**Sumber**
· · ·
9. Dari Ibnu Abbas ra., ia berkata:
“Rasulullah Saw.
bersabda: “Sesungguhnya kami para Nabi telah diperintahkan untuk menyegerakan
berbuka dan mengakhirkan sahur; dan meletakkan tangan kanan kami di atas tangan
kiri kami dalam shalat.” (HR. Abu Dawud at-Thayyalisi [2654] dan Thabrani dalam
alMu 'jam al-Ausath)
Al-Haitsami berkata:
para perawinya adalah orang-orang shahih.
Hadits ini dishahihkan pula oleh Ibnu
Hibban. Kami telah mencantumkan hadits ini pada poin enam riwayat Thabrani
dalam pembahasan “Kapan Seseorang yang Berpuasa Boleh Berbuka.”
10. Dari Atha, ia berkata: Ibnu Abbas ra.
berkata:
“Allah menghalalkan
minum bagimu selama engkau ragu hingga engkau tidak ragu.” (Riwayat Abdurrazaq
[7367] dan al-Baihaqi dengan sanad shahih)
· · ·
**Daftar Tugas**
[A] Kutip secara persis bagian teks hadits yang dimulai dengan "9. Dari Ibnu" dan berlanjut sampai "alMu 'jam al-Ausath)".
[B] Tuliskan lanjutan teks hadits di atas setelah kalimat terakhirnya.
Catatan di bawah ini merupakan bahan tersendiri yang terpisah dari teks hadits di atas.
· · ·
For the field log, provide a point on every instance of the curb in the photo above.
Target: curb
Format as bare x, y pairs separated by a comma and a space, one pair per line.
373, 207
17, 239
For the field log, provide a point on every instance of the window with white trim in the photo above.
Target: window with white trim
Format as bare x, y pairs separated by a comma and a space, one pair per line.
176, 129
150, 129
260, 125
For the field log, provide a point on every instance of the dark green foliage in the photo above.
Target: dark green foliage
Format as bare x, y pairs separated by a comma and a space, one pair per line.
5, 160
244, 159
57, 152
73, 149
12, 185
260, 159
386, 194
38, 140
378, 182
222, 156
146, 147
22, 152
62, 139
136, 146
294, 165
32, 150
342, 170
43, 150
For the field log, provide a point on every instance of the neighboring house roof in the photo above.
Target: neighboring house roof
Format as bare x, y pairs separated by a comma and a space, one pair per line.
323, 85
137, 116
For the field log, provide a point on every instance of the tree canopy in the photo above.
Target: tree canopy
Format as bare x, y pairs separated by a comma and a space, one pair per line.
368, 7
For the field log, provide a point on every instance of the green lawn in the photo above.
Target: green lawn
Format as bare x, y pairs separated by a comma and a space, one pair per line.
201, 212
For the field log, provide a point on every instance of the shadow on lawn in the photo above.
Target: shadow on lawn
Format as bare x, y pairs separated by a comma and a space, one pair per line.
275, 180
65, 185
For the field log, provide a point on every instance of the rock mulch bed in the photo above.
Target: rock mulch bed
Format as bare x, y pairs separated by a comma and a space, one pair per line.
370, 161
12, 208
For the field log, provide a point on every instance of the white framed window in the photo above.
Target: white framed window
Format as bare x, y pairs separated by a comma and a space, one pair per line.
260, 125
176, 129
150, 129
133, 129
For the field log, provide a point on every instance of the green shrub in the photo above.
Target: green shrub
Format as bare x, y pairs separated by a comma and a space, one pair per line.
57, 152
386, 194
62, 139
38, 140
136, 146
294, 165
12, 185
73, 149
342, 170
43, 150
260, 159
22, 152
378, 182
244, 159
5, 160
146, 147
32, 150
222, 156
· · ·
**Jawaban Tiap Tugas**
[A]
9. Dari Ibnu Abbas ra., ia berkata:
“Rasulullah Saw.
bersabda: “Sesungguhnya kami para Nabi telah diperintahkan untuk menyegerakan
berbuka dan mengakhirkan sahur; dan meletakkan tangan kanan kami di atas tangan
kiri kami dalam shalat.” (HR. Abu Dawud at-Thayyalisi [2654] dan Thabrani dalam
alMu 'jam al-Ausath)

[B]
11. Dari Salim bin Ubaidillah, ia berkata:
“Aku berada di kamar
Abu Bakar as-Shiddiq, lalu pada satu malam dia shalat (begitu lama) dengan
kehendak Allah, kemudian dia berkata: Keluarlah dan lihatlah, apakah fajar
telah terbit! Dia berkata: Lalu aku keluar, dan kemudian aku kembali, dan aku
berkata: Warna putih di langit sudah tinggi. Lalu dia shalat dengan kehendak
Allah, kemudian dia berkata: Keluarlah dan lihatlah, apakah fajar telah terbit!
Lalu aku keluar, dan kemudian kembali serta berkata kepadanya bahwa warna merah
di langit telah melintang. Maka dia berkata: Sekarang kemarilah engkau, tolong
ambilkan hidangan sahurku.” (Riwayat Daruquthni [2/166])
Ia berkata: sanad
hadits ini shahih.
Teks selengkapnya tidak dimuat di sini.